## Work to complete
(A) According to the article on liquid nitrogen ice cream, what is the boiling point of liquid nitrogen?
(B) Reproduce word for word the part of the article on liquid nitrogen ice cream that begins at the words "Enter liquid nitrogen." and stops after the words "as it freezes.".

## Supplied passage

=-=-=-=-=

Freezing. Crystals. Nitrogen. And why liquid nitrogen frozen ice cream are the smoothest.
Quick, what is the smoothest ice cream you have ever had? Chances are, it might have been one frozen by liquid nitrogen, which can freeze ice cream faster than you can say “freeze!”!
At its simplest, ice cream is simply a mixture of cream, milk, sugar, sometimes eggs, and other ingredients such as fruits and nuts. The mixture is then churned and frozen.
How smooth the ice cream is depends on many factors (e.g. how much fat is used), but a big part is how quickly the mixture freezes. The longer the mixture takes to freeze, the larger the crystals that form, the icier and rougher the texture of the ice cream will be.
Enter liquid nitrogen. Liquid nitrogen has an amazingly low boiling point of -196ºC/-321ºF. If we pour liquid nitrogen into our mixture at typical kitchen temperatures, it boils immediately. This has two effects:
1) The ice cream freezes instantly – as heat is rapidly drawn out of it by the boiling liquid nitrogen – and the size of the crystals formed are very small.
2) The vigorous vaporization (see all that vapor in the photo above?) also quickly aerates the ice cream as it freezes.
The result is a very smooth ice cream that is also fluffily yummy (see the video below to see the whole process)!
Moreover, as the video shows clearly, liquid nitrogen has the following additional advantages…
“…it is relatively easy to store as a liquid and pour over food or into a bowl. Because its viscosity is about one-fifth that of water and it has relatively low surface tension, liquid nitrogen flows rapidly into nooks and crannies…” (Source: Scientific American)
It is not just ice cream that takes advantage of this flash freezing advantages of liquid nitrogen. Fast freezing also prevents damage to the cellular structure of the foods being frozen, and hence is used on delicate foods like foie gras.
Freezing foie gras and other delicate foods instantly prevents further enzyme action on the food. Equally importantly, just like ice cream, if freezing is not done fast enough, the size of the crystals will grow. At some point, these crystals will pierce holes in the foie gras and break the cells. When it is defrosted and cooked, juices flow out and are lost (read all about it in the 1-Minute NomNom “You crack meat up“).
The use of liquid nitrogen is considered fairly new in the culinary world, and it is predicted that many new applications will be discovered. In the meantime, maybe we can just use liquid nitrogen to do some very fun things (see video above)!

=-=-=-=-=

## Exercise data
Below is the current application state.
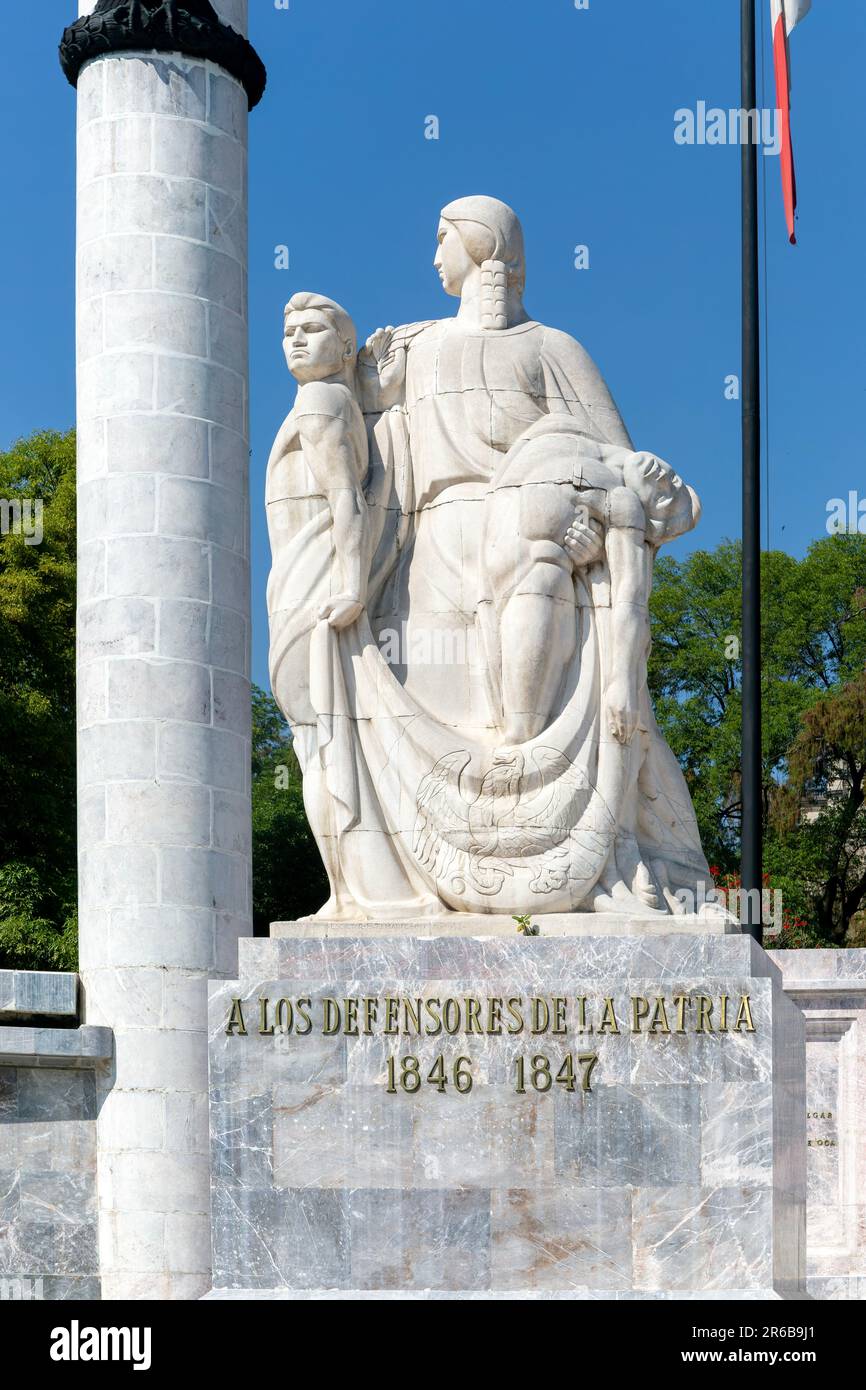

=-=-=-=-=

## Completed exercise
(A) -196ºC/-321ºF

(B)
Enter liquid nitrogen. Liquid nitrogen has an amazingly low boiling point of -196ºC/-321ºF. If we pour liquid nitrogen into our mixture at typical kitchen temperatures, it boils immediately. This has two effects:
1) The ice cream freezes instantly – as heat is rapidly drawn out of it by the boiling liquid nitrogen – and the size of the crystals formed are very small.
2) The vigorous vaporization (see all that vapor in the photo above?) also quickly aerates the ice cream as it freezes.